## [Texte fourni]
Il est également possible de réaliser une image à grande gamme dynamique à partir d'une seule prise de vue. Il est évident que, si la gamme de luminances du capteur n'est pas supérieure à celle de l'image finale, l’intérêt de cette technique est limitée. Mais, en partant d'une image RAW sur 12 ou 14 bits linéaires (contraste de 1 à 4 096 ou 16 384) comme peuvent en produire les reflex numériques en particulier, on peut déjà parvenir à des résultats intéressants que l'on ne pourra pas obtenir par les méthodes classiques. Elle est donc à considérer et à tester en fonction de chaque cas particulier.
Un grand nombre d'appareils numériques permet aussi la prise de vue directe en HDR, l'appareil réalisant automatiquement une séquence de prise de vue comportant une ou plusieurs photos prises en rafale et les traitant ensuite pour produire une image HDR dont l'effet peut être ajusté. Toutefois, ce type de prise de vue n'offre pas toutes les qualités de la combinaison de nombreuses prises de vue avec un logiciel spécialisé.

## [Données enregistrées]
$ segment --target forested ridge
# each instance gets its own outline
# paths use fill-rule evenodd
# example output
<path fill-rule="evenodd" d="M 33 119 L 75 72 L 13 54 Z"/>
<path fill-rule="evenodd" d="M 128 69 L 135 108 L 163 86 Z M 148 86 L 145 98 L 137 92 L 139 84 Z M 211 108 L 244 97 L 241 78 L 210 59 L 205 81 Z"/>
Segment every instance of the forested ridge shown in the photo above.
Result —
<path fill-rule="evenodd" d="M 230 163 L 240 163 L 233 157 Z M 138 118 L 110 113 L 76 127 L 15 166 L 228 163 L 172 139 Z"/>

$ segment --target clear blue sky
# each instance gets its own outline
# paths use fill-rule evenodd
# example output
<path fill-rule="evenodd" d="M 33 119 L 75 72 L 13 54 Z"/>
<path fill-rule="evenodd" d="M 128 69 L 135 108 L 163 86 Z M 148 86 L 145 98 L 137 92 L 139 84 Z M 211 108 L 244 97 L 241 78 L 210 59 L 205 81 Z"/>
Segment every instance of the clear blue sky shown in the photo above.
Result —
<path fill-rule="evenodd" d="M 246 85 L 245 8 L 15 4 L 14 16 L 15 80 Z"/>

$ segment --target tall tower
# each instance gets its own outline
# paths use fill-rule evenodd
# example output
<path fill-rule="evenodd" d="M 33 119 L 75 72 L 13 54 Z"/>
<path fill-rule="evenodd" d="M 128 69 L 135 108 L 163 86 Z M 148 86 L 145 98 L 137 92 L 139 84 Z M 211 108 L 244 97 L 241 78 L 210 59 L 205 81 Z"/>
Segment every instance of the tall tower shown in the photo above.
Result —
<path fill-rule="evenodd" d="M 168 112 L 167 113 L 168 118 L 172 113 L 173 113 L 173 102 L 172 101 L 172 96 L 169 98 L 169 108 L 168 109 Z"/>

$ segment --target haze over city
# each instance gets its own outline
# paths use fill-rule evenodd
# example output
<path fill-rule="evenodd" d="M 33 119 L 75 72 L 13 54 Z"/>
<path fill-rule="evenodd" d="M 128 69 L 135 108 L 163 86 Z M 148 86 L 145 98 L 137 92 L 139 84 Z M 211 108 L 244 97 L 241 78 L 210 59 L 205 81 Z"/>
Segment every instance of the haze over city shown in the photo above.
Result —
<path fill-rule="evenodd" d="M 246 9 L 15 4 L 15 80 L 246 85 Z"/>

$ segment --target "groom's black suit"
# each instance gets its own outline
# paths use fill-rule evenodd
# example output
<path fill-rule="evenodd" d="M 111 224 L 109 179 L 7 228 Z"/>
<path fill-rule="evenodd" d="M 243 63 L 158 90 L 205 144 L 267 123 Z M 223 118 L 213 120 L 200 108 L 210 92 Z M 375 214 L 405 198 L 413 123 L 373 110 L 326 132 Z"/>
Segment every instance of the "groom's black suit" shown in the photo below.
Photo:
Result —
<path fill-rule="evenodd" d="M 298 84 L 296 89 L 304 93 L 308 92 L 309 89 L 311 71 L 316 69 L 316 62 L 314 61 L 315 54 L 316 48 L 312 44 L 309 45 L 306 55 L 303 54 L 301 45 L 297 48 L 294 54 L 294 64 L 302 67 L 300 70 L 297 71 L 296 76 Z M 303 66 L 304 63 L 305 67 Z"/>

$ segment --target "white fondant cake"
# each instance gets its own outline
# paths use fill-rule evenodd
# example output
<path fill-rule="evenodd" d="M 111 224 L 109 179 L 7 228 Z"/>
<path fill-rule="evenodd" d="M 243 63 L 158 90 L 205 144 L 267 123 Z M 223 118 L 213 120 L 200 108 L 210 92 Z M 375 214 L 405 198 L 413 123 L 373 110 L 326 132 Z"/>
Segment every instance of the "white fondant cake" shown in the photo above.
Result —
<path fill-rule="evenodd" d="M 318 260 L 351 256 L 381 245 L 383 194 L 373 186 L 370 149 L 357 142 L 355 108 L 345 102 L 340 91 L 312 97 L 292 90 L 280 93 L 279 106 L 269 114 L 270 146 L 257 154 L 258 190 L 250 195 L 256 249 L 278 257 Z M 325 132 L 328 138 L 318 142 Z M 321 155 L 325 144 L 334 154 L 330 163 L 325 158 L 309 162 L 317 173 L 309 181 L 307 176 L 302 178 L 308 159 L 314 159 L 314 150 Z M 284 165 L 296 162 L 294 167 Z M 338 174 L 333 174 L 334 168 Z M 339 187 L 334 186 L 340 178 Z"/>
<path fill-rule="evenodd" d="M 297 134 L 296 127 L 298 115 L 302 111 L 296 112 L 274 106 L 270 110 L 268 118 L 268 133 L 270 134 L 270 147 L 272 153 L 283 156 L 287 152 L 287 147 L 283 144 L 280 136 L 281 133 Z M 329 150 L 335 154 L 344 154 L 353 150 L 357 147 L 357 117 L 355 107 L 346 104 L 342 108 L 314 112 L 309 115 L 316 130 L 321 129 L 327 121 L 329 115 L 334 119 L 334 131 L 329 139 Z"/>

## [Exercices à réaliser]
**1.** Pouvez-vous recopier le listing depuis son début jusqu'à la ligne contenant « 230 163 L 240 », ces deux bornes incluses, consignes comprises, en décalant de 130 chaque coordonnée des contours donnés en réponse, sans modifier les consignes ni les modèles de format ?
**2.** Pouvez-vous poursuivre le texte sur la photographie à grande gamme dynamique à partir de l'endroit où il s'arrête ?

## [Réponses attendues]
**1.**
$ segment --target forested ridge
# each instance gets its own outline
# paths use fill-rule evenodd
# example output
<path fill-rule="evenodd" d="M 33 119 L 75 72 L 13 54 Z"/>
<path fill-rule="evenodd" d="M 128 69 L 135 108 L 163 86 Z M 148 86 L 145 98 L 137 92 L 139 84 Z M 211 108 L 244 97 L 241 78 L 210 59 L 205 81 Z"/>
Segment every instance of the forested ridge shown in the photo above.
Result —
<path fill-rule="evenodd" d="M 360 293 L 370 293 L 363 287 Z M 268 248 L 240 243 L 206 257 L 145 296 L 358 293 L 302 269 Z"/>

**2.**
Un inconvénient important de ce procédé est que le logiciel ne corrige pas l'image si le sujet a bougé entre les prises de vues successives. C'est pourquoi il est préférable que la fonction HDR soit obtenue en une seule prise de vues : c'est le cas avec la prise de vues en RAW sur 12 ou 14 bits, mais c'est une solution coûteuse, donc on ne la trouve que sur des appareils haut de gamme. Ce serait moins coûteux si les constructeurs d'appareils plaçaient un circuit non linéaire entre le capteur et le convertisseur analogique/numérique de l'appareil, solution qui avait été déjà utilisée vers la fin du siècle dernier pour des caméras de télévision[réf. souhaitée].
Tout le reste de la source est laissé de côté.